Excerpted text
- - -

I loved the “not even wrong” adage attributed to the physicist Wolfgang Pauli, and appreciated the review and application of market theory to the dollar and gold markets.

Missing from this essay, as many readers of Zero Hedge no doubt spotted, was consideration of manipulation of markets, including the gold/paper-gold market, by large players other than the Fed, which makes market analysis so difficult, and which always renders suspect the phrase "The Market decides..." or "The Market dictates..." 

There are deeper problems here however, to which the Gold Standard true believers can be expected to be blind but which many readers of Zero Hedge may recognize.  

Step by step, since the late '60's, the US Government and regulators, with the encouragement of the bankers and large investors and the other world financial capitals and banks, has moved away from a gold-anchored, well-protected and regulated financial system and economy to today's financial "fantazamagora" resting on a foundation of "transmogrification".   

The entire Economics Faculty at Wisconsin in the late '60's - and apparently most of the profession - were united in their commitment that a Great Depression would never again be allowed.  Yet step by step the dollar was cast loose from its foundations and all the checks and balances established for this purpose were dismantled.  

Was this driven just by greed, amnesia and short-sightedness?  Perhaps not; each of the major "wrong moves" since then, starting with abandoning the Gold Standard, was in the context of a crisis that threatened the stability of the economy.  

Had the US stayed on something like the Gold Standard, it seemed to me at the time that it have been inexorably driven into another deflationary spiral and depression.  At that moment of history, with the threat of communism still very real in people's minds and the New Deal still a fresh and living memory, it is easy to see how politically unacceptable such an outcome would have been, no matter how healthy for the system for "clearing the deadwood", liquidating excess capital and debt (to the advantage of the bigger fish) and restoring "labor discipline".  

Two underlying dynamics of the past 70 years that I would direct your attention to: 

1)  the inexorable buildup of debt, as lending creates money to cover the principal but not the interest, even in a gold standard financial system.  Ellen Brown and many others here have written extensively about this. 

2)  the inexorable depression of the wages of those actually engaging in production of real goods and services as a share of revenue as owners strive to lower costs, generating today's situation where consumer demand for goods and services can no longer justify further investment for profit in the real economy.  

With the advances in computer design and control, robots and 3-D printing we may even have entered a "black hole" where additional investment in the real economy almost immediately results in a net decrease in consumer purchasing power, and in which further expansion of credit can no longer generate increased demand because borrowers are tapped out.

- - -

Supplied information
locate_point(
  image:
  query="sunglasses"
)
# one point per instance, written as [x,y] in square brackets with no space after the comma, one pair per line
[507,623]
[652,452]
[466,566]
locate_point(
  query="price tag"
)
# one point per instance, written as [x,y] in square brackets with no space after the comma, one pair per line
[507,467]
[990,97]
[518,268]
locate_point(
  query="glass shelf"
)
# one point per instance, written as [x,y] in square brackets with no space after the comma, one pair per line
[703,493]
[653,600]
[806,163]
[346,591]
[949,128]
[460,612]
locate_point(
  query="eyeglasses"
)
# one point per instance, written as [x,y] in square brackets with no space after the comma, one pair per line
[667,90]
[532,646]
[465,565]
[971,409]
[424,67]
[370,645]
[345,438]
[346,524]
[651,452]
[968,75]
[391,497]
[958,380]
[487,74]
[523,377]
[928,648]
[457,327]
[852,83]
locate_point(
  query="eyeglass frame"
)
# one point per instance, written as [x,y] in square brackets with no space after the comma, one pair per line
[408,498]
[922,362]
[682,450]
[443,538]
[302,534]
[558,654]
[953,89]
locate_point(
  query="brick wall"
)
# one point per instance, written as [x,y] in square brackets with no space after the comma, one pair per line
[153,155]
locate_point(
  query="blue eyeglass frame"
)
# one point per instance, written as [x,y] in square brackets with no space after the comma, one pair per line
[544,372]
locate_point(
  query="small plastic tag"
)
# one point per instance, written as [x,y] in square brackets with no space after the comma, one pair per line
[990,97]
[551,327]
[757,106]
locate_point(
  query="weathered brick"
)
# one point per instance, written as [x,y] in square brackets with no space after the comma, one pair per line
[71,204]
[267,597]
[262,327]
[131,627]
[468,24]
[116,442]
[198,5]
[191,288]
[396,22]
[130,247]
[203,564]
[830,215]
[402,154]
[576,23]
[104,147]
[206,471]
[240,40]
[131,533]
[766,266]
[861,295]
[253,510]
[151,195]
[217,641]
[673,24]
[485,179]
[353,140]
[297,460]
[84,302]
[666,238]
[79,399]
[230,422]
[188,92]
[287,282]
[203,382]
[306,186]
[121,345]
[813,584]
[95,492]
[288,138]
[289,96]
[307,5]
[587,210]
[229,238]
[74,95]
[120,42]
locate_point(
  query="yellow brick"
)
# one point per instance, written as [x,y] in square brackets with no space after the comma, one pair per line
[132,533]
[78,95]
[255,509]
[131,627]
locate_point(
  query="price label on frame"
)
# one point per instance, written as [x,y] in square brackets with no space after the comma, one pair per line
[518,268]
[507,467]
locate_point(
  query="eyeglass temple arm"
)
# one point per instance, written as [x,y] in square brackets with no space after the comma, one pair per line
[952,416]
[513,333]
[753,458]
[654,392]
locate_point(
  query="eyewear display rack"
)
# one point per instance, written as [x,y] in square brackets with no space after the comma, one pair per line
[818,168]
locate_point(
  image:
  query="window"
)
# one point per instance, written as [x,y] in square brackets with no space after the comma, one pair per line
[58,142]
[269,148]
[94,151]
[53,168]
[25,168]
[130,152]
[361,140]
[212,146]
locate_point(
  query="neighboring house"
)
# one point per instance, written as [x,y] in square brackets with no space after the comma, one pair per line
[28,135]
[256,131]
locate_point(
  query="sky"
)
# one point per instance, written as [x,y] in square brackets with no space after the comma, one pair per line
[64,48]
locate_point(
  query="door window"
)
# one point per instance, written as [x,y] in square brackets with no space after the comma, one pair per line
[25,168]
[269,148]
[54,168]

- - -

Task requirements
1: In the commentary on the gold standard, which physicist is credited with the "not even wrong" adage?
2: Transcribe the part of the commentary on the gold standard between "Missing from this" and "Hedge may recognize.", inclusive.

Answers by item number
1: Wolfgang Pauli

2:
Missing from this essay, as many readers of Zero Hedge no doubt spotted, was consideration of manipulation of markets, including the gold/paper-gold market, by large players other than the Fed, which makes market analysis so difficult, and which always renders suspect the phrase "The Market decides..." or "The Market dictates..." 

There are deeper problems here however, to which the Gold Standard true believers can be expected to be blind but which many readers of Zero Hedge may recognize.